> _BRIEF_: Exact reproduction of all the data is required, with pictures excluded.

> _EXTRACTED MATERIAL_:
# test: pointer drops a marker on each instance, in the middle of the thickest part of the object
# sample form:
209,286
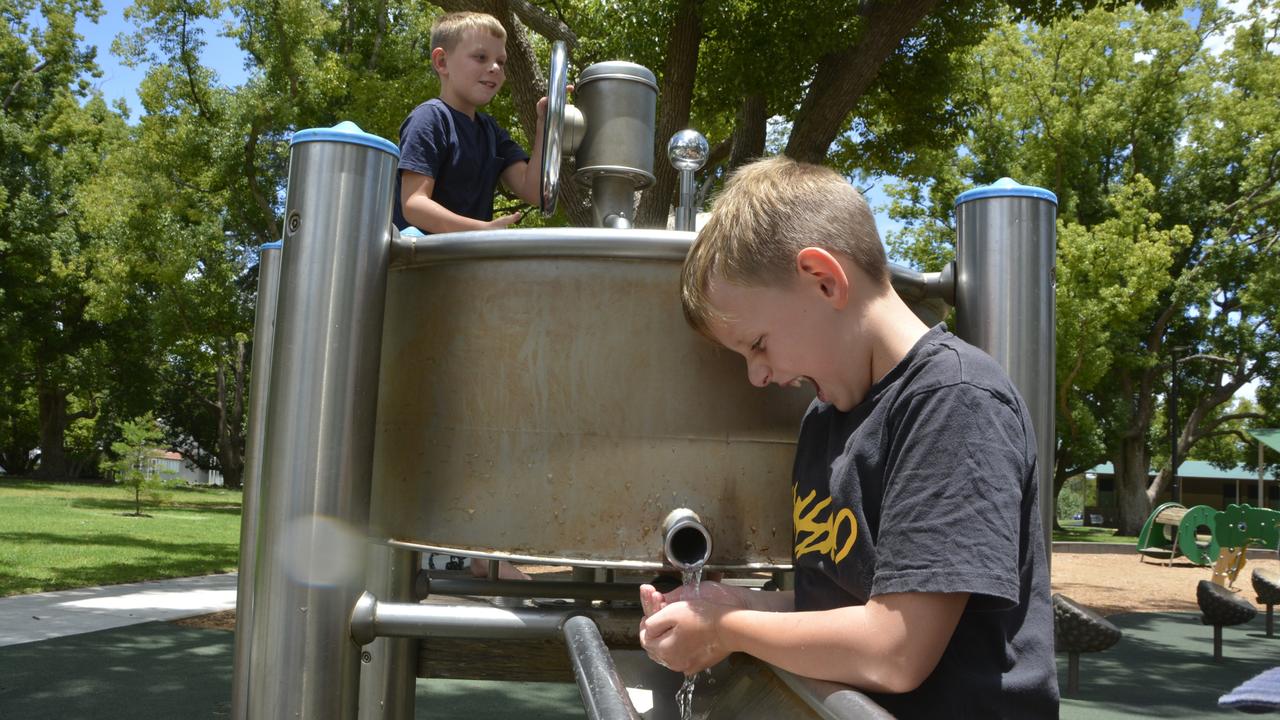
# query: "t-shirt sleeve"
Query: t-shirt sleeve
424,139
508,149
952,497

> _RESULT OF THE TASK_:
# test: pointer drops a marker on each instance, in the middle of the thickest part of the object
# sample form:
209,286
# query: "t-shirt sleeve"
Query: t-shirt sleeve
424,139
508,149
952,497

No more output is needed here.